** Material provided follows **

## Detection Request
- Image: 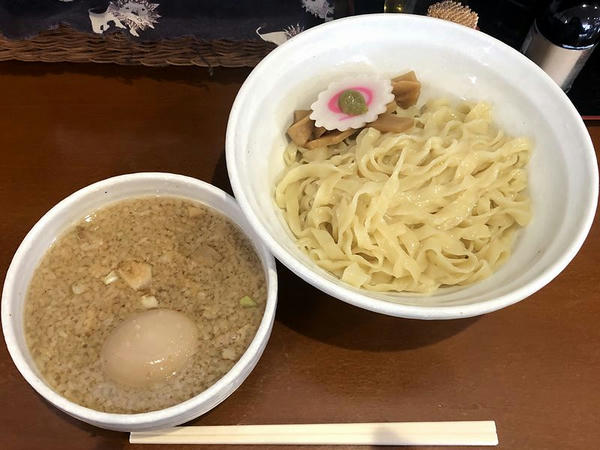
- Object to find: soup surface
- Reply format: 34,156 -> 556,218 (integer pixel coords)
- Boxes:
25,196 -> 266,413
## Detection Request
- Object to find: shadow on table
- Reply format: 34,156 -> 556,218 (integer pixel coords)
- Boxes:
36,395 -> 126,448
0,60 -> 251,88
210,149 -> 233,196
276,263 -> 478,352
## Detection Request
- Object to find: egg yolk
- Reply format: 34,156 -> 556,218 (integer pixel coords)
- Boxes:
101,309 -> 198,388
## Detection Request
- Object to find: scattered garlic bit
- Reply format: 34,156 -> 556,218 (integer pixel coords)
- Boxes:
117,260 -> 152,291
71,281 -> 88,295
203,304 -> 220,320
75,226 -> 104,251
369,115 -> 414,133
102,270 -> 119,285
191,243 -> 223,266
187,206 -> 203,218
80,240 -> 103,251
239,295 -> 257,308
43,269 -> 57,280
221,347 -> 236,360
90,262 -> 110,278
82,308 -> 96,332
157,251 -> 175,264
140,295 -> 158,309
305,129 -> 355,150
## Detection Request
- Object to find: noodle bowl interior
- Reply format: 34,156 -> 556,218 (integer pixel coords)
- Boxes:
275,71 -> 532,293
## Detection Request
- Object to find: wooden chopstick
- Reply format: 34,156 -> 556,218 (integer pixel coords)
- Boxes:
130,421 -> 498,446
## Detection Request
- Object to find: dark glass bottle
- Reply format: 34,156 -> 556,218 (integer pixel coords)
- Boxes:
521,0 -> 600,91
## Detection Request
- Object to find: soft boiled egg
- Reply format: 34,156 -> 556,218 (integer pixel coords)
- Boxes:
101,309 -> 198,388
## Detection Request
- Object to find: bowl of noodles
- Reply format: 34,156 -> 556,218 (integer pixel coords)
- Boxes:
226,14 -> 598,319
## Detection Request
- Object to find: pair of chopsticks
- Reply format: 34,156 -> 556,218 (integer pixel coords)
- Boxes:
130,421 -> 498,446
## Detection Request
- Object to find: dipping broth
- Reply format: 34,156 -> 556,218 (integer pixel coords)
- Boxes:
24,197 -> 266,413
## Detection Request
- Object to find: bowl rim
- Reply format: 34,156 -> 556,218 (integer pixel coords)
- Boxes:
1,172 -> 278,428
226,13 -> 599,319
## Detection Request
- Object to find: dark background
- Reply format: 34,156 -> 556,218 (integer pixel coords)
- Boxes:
0,0 -> 596,115
352,0 -> 600,116
0,0 -> 326,40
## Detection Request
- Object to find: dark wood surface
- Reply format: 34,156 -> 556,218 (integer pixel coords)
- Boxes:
0,62 -> 598,450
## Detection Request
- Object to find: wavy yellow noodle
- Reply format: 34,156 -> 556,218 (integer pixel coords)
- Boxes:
275,99 -> 532,293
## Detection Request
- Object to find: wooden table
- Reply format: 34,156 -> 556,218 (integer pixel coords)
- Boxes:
0,62 -> 598,450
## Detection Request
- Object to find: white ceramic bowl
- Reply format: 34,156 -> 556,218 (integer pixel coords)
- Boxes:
1,173 -> 278,431
226,14 -> 598,319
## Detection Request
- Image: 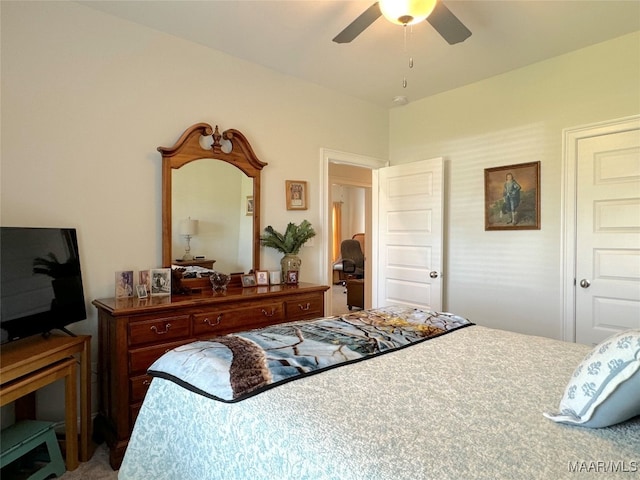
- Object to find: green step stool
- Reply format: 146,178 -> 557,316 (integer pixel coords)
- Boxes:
1,420 -> 66,479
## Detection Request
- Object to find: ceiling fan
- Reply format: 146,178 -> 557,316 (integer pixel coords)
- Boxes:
333,1 -> 472,45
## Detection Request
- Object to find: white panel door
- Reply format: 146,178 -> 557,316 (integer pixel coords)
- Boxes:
576,127 -> 640,345
376,158 -> 443,310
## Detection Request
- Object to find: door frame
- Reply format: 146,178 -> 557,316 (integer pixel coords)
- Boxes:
561,114 -> 640,342
320,148 -> 387,315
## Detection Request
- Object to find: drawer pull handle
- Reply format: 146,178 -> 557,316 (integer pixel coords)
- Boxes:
204,315 -> 222,327
150,323 -> 171,335
261,308 -> 276,317
298,303 -> 311,311
143,379 -> 151,386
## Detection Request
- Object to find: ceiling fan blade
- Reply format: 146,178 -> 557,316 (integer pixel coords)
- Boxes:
427,1 -> 471,45
333,2 -> 381,44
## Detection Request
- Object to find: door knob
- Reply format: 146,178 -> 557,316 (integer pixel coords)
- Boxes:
429,271 -> 439,279
579,279 -> 591,288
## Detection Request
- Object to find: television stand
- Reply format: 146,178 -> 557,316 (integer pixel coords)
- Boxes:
0,333 -> 91,470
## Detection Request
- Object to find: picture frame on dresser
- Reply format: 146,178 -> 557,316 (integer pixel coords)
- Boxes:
139,270 -> 151,292
136,284 -> 148,299
286,270 -> 298,284
256,271 -> 269,286
269,270 -> 282,285
150,268 -> 171,296
115,271 -> 134,298
241,273 -> 257,287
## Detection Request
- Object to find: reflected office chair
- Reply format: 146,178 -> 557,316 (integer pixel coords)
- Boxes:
340,239 -> 365,309
340,239 -> 365,279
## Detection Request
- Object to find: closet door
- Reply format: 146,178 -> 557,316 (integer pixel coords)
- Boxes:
574,123 -> 640,345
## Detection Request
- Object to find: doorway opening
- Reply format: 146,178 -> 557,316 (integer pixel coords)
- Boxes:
320,149 -> 388,316
331,184 -> 366,316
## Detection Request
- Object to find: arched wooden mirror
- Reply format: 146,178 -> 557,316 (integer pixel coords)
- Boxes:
159,123 -> 267,279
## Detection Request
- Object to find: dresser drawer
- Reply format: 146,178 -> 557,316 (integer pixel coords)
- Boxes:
128,314 -> 191,347
192,302 -> 285,336
129,374 -> 153,403
129,339 -> 193,375
285,293 -> 324,321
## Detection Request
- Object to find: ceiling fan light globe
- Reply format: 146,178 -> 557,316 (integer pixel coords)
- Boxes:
379,0 -> 436,26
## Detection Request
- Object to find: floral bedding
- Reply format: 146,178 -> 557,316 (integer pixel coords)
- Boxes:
148,306 -> 473,402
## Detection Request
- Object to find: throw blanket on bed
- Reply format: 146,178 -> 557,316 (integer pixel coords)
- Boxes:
148,305 -> 473,403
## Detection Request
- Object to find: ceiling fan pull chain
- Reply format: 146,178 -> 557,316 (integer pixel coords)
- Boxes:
403,77 -> 407,88
403,24 -> 408,52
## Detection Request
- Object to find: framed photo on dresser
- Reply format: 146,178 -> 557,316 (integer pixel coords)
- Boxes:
115,271 -> 134,298
286,270 -> 298,284
241,273 -> 257,288
256,271 -> 269,286
136,284 -> 148,299
150,268 -> 171,296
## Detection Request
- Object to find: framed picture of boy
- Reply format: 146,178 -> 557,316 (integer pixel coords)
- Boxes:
484,161 -> 540,231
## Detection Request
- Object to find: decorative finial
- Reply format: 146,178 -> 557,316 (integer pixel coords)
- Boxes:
212,125 -> 222,148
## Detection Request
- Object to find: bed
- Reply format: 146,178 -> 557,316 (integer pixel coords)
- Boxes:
118,306 -> 640,480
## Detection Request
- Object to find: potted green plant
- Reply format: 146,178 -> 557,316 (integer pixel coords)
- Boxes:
260,220 -> 316,283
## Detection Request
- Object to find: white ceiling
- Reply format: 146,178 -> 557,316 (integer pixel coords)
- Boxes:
79,1 -> 640,108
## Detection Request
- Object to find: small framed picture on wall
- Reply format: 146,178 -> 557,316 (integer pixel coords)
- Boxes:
286,180 -> 308,210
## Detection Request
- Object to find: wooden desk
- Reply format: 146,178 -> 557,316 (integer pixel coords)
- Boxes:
0,334 -> 91,470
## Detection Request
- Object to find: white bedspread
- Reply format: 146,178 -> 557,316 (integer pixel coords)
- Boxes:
119,325 -> 640,480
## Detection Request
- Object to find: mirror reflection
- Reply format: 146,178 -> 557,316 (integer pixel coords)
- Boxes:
172,160 -> 254,274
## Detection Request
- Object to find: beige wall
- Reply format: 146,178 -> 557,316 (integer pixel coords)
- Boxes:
0,1 -> 388,421
389,31 -> 640,338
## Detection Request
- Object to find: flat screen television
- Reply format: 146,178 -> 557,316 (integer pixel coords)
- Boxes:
1,227 -> 87,344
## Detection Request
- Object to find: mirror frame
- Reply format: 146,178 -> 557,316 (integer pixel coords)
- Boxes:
159,123 -> 267,272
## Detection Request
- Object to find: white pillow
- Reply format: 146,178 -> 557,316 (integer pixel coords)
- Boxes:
544,329 -> 640,428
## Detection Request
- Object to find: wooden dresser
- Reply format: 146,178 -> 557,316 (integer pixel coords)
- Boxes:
92,282 -> 328,469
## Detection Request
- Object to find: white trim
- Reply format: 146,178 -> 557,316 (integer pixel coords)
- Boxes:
561,114 -> 640,342
319,148 -> 387,315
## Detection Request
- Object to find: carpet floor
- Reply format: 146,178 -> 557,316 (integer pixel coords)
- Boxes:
58,443 -> 116,480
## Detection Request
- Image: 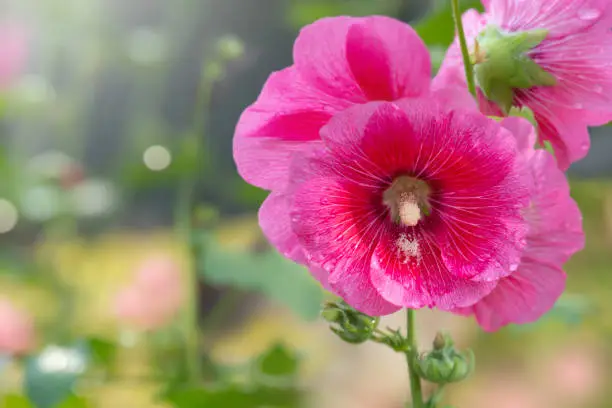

** End of Material provided **

> **The problem**:
Count the lines in the material containing the string "picture", and state the number with nothing added.

> **Exercise solution**:
3